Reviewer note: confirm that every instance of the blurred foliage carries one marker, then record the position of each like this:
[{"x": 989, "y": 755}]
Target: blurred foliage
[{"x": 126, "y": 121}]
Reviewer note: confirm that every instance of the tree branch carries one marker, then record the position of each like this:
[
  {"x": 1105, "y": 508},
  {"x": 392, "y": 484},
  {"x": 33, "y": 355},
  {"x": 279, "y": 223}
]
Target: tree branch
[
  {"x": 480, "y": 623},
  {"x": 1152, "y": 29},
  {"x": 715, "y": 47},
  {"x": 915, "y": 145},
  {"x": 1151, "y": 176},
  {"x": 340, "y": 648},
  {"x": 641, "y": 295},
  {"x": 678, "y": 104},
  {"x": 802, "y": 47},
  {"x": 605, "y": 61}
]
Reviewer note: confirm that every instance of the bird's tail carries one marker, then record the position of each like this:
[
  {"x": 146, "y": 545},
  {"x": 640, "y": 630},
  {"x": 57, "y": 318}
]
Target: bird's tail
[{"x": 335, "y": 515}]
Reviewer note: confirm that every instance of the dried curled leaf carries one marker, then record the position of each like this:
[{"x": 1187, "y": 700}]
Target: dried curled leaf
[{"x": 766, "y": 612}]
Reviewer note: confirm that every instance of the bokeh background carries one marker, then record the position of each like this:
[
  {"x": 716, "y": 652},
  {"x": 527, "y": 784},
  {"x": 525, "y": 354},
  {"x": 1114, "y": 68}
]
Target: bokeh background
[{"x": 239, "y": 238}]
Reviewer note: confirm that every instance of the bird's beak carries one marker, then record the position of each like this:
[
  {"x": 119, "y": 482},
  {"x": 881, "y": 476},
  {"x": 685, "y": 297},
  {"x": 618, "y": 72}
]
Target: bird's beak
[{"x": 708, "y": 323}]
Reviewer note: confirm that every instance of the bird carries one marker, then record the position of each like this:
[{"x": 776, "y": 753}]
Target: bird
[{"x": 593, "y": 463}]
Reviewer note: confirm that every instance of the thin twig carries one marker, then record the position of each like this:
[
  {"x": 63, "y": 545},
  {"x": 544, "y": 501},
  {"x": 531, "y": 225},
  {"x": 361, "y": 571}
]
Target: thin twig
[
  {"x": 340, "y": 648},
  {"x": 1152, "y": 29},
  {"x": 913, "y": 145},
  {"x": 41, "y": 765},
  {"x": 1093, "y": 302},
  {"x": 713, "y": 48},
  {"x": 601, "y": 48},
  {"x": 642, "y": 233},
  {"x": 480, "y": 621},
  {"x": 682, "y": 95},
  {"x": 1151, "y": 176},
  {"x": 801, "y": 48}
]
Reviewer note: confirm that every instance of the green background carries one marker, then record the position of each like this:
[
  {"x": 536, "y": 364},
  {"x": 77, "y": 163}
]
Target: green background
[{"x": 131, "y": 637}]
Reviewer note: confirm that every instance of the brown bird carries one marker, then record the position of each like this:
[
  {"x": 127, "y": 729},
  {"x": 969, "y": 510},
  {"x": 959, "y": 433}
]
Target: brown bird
::::
→ WHAT TO DO
Output all records verbatim.

→ ANSWER BELOW
Reviewer note: confirm that every instance of the blurred foliage carries one marker, then record the position of each like this:
[{"x": 989, "y": 755}]
Target: blurred foliage
[{"x": 126, "y": 121}]
Reviewer note: confirm that every instance of the tree branch carries one marker, then record the position of each like this:
[
  {"x": 1105, "y": 508},
  {"x": 392, "y": 484},
  {"x": 33, "y": 355},
  {"x": 279, "y": 223}
]
Target: tree branch
[
  {"x": 480, "y": 623},
  {"x": 1152, "y": 29},
  {"x": 715, "y": 47},
  {"x": 915, "y": 145},
  {"x": 1151, "y": 176},
  {"x": 340, "y": 648},
  {"x": 641, "y": 295},
  {"x": 678, "y": 104},
  {"x": 802, "y": 47},
  {"x": 605, "y": 61}
]
Reviewer note: confirm that every instance of the bird's tail carries one marker, then record the position of each like this:
[
  {"x": 146, "y": 545},
  {"x": 640, "y": 630},
  {"x": 57, "y": 318}
]
Target: bird's tail
[{"x": 335, "y": 515}]
Reviewer note: confirm that every instance of the dried curled leaf carries one marker, then record the position of each like this:
[{"x": 1187, "y": 700}]
Target: dried curled leaf
[{"x": 766, "y": 612}]
Reviewer note: confirm that every instance of the bokeh background carries one marker, then record the position of each like this:
[
  {"x": 716, "y": 652},
  {"x": 527, "y": 784},
  {"x": 525, "y": 354},
  {"x": 1114, "y": 68}
]
Target: bokeh background
[{"x": 239, "y": 238}]
Reviewer note: confirm that every instance of the bird's beak carries one marker, then record the position of each like this:
[
  {"x": 119, "y": 482},
  {"x": 881, "y": 476},
  {"x": 685, "y": 297},
  {"x": 618, "y": 72}
]
Target: bird's beak
[{"x": 708, "y": 323}]
Reviewer note: confirm that every instance of the bird carries one marker, then record the position of each like this:
[{"x": 776, "y": 753}]
Target: bird
[{"x": 593, "y": 463}]
Reviewer note: confirm that every instance of the thin twig carries one marker, then record the position of each like this:
[
  {"x": 63, "y": 545},
  {"x": 544, "y": 501},
  {"x": 531, "y": 225},
  {"x": 361, "y": 571}
]
Target: thin twig
[
  {"x": 340, "y": 648},
  {"x": 1152, "y": 29},
  {"x": 913, "y": 145},
  {"x": 41, "y": 765},
  {"x": 1093, "y": 302},
  {"x": 713, "y": 48},
  {"x": 601, "y": 48},
  {"x": 642, "y": 233},
  {"x": 480, "y": 621},
  {"x": 682, "y": 95},
  {"x": 1151, "y": 176},
  {"x": 801, "y": 48}
]
Reviewer note: confirm that every instance of the green background carries one marker, then record the position of each like this:
[
  {"x": 536, "y": 364},
  {"x": 77, "y": 163}
]
Target: green background
[{"x": 131, "y": 637}]
Reviewer note: confirm that every instance of the brown bird carries one marker, then record the position of each like this:
[
  {"x": 127, "y": 729},
  {"x": 969, "y": 510},
  {"x": 959, "y": 433}
]
Target: brown bird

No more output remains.